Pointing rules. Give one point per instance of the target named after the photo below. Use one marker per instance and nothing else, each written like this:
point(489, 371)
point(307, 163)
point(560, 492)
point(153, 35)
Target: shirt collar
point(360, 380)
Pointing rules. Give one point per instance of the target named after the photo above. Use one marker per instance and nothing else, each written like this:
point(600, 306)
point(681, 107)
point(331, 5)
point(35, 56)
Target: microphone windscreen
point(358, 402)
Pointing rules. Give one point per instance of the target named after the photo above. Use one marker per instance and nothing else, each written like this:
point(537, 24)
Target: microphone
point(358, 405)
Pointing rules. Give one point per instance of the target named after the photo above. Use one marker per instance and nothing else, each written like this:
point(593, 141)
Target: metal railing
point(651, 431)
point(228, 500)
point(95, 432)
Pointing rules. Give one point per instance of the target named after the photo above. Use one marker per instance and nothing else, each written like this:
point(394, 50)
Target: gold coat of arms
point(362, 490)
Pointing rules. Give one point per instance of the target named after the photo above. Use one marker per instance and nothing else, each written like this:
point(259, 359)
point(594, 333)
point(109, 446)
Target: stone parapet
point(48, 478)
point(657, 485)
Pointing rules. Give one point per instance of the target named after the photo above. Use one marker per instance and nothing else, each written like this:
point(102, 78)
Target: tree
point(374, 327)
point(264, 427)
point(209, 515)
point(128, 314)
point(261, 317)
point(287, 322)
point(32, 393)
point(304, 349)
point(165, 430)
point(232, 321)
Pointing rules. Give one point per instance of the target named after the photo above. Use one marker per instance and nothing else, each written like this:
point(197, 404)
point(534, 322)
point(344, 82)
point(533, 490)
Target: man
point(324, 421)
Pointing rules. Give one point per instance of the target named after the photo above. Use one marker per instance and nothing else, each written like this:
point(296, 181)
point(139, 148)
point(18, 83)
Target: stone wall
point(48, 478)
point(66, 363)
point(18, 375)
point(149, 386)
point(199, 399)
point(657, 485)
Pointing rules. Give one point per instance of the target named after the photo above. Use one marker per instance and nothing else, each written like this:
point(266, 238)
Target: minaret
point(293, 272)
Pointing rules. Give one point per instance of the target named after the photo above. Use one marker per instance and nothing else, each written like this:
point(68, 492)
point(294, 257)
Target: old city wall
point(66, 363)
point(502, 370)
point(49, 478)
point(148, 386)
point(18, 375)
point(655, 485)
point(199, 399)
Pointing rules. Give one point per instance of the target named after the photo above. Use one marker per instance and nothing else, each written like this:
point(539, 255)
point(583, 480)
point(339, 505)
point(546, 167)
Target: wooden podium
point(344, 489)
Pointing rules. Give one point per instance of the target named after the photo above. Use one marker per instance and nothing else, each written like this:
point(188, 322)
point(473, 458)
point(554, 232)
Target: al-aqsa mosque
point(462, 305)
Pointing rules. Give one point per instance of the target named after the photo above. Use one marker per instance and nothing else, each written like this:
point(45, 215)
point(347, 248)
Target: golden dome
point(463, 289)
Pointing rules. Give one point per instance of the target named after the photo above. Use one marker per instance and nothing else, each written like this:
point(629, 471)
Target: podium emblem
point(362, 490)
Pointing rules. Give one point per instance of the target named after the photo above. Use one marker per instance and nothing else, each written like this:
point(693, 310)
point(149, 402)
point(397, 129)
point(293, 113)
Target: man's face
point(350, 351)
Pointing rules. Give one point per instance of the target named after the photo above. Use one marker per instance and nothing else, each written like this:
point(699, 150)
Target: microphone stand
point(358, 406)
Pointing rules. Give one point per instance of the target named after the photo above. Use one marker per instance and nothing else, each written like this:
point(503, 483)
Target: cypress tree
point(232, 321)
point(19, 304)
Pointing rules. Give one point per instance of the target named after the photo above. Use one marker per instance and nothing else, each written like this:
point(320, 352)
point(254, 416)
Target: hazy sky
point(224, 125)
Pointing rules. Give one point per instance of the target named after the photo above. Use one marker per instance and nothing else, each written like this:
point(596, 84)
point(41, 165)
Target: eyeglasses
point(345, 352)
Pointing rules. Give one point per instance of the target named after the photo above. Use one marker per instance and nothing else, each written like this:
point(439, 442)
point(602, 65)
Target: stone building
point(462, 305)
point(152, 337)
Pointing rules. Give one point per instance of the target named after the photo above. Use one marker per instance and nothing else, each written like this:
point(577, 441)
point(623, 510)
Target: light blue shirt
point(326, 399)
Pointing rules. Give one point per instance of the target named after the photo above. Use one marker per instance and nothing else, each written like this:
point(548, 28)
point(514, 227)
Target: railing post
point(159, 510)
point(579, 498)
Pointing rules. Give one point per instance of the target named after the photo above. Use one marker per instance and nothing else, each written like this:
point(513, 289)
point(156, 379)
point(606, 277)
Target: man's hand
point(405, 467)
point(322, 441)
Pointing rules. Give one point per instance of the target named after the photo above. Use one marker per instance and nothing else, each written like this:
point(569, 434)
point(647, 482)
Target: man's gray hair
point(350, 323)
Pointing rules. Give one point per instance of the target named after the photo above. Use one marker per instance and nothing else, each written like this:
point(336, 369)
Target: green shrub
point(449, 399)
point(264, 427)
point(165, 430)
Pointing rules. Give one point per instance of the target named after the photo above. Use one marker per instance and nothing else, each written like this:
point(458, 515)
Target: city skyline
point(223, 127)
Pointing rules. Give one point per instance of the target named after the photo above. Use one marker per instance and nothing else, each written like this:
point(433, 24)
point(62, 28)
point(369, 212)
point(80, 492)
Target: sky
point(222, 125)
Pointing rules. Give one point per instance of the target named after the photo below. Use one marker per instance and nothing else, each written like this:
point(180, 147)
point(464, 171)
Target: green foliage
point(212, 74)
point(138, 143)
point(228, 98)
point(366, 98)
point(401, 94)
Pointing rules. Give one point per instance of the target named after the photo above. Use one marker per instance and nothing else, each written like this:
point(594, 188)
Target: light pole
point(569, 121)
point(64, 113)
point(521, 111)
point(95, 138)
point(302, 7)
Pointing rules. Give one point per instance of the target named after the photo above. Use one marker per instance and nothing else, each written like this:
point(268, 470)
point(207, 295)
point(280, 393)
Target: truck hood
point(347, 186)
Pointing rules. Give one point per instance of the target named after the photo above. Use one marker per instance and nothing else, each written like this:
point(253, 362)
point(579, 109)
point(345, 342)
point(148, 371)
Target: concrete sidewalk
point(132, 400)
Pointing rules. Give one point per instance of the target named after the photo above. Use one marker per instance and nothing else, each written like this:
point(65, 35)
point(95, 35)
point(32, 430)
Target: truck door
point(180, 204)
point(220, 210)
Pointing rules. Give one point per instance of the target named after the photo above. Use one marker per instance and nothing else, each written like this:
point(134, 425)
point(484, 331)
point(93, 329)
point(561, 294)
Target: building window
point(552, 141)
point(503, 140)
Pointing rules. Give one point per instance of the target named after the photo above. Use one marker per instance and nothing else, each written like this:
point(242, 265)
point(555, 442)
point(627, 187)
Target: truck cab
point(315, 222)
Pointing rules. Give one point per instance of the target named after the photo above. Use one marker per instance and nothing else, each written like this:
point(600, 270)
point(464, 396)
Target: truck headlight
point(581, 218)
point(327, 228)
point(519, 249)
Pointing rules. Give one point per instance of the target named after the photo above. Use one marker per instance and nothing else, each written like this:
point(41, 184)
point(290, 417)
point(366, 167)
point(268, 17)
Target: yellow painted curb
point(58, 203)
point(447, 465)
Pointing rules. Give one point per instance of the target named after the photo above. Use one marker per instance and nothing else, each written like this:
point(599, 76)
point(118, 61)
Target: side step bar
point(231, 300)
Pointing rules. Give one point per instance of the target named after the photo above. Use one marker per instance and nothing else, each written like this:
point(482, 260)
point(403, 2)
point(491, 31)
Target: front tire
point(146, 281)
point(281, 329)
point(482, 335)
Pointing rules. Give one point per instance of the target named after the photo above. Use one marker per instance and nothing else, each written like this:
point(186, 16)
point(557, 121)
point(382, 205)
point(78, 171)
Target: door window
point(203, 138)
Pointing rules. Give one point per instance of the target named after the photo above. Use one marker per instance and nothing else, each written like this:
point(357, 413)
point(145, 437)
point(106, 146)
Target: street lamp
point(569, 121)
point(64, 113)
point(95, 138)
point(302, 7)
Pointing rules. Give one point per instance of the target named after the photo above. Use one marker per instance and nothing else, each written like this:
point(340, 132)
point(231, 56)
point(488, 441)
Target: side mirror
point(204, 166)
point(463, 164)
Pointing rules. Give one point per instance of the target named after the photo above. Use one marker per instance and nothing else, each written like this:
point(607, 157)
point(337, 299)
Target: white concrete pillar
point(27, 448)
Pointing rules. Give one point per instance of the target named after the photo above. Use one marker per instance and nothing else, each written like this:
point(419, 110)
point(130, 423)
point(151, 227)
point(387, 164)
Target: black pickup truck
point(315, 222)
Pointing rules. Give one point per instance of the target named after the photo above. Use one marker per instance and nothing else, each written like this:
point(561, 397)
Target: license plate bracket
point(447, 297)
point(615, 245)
...
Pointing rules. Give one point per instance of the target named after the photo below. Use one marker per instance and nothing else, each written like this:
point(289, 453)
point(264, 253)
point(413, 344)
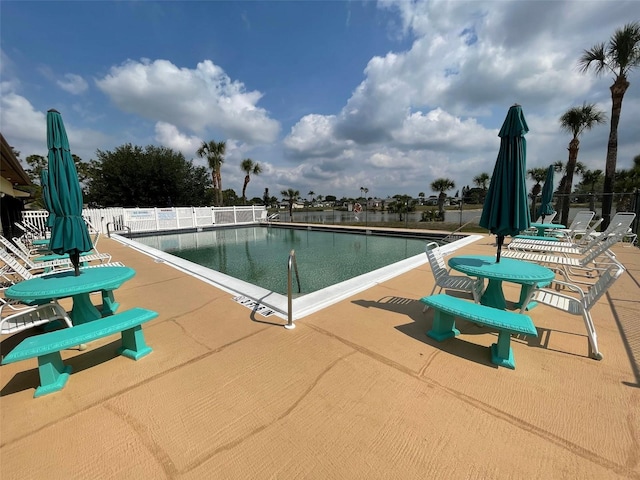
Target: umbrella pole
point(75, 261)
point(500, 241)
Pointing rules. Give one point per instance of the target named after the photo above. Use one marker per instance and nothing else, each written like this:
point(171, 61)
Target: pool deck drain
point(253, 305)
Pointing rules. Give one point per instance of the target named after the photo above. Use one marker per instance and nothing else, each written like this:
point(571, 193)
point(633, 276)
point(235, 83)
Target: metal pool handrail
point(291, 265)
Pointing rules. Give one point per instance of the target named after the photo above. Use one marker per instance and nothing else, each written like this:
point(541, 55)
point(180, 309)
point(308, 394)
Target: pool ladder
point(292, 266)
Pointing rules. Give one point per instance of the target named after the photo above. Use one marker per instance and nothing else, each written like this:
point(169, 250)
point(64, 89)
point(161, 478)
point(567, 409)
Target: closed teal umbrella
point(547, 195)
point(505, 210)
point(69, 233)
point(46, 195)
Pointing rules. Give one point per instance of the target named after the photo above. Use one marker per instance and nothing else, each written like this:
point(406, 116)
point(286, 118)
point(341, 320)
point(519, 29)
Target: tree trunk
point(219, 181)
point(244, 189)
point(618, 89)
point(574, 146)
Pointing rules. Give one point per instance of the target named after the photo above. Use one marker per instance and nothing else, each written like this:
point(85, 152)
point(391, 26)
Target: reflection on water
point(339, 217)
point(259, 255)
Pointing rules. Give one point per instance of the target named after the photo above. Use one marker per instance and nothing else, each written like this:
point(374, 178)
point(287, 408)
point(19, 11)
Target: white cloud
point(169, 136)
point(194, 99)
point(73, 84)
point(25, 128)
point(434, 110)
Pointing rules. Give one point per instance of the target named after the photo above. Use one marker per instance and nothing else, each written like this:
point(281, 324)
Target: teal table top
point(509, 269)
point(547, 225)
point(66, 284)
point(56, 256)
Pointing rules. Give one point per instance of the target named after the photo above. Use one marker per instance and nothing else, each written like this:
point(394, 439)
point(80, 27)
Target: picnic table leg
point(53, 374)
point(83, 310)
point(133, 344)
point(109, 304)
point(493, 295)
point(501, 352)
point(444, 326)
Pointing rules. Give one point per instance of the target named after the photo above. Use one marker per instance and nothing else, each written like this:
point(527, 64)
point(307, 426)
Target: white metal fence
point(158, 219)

# THE EXERCISE
Count the lines in the records above that contain the string "teal", treating uppercase and lowercase letters as different. Give only the number.

# ANSWER FOR THE TASK
2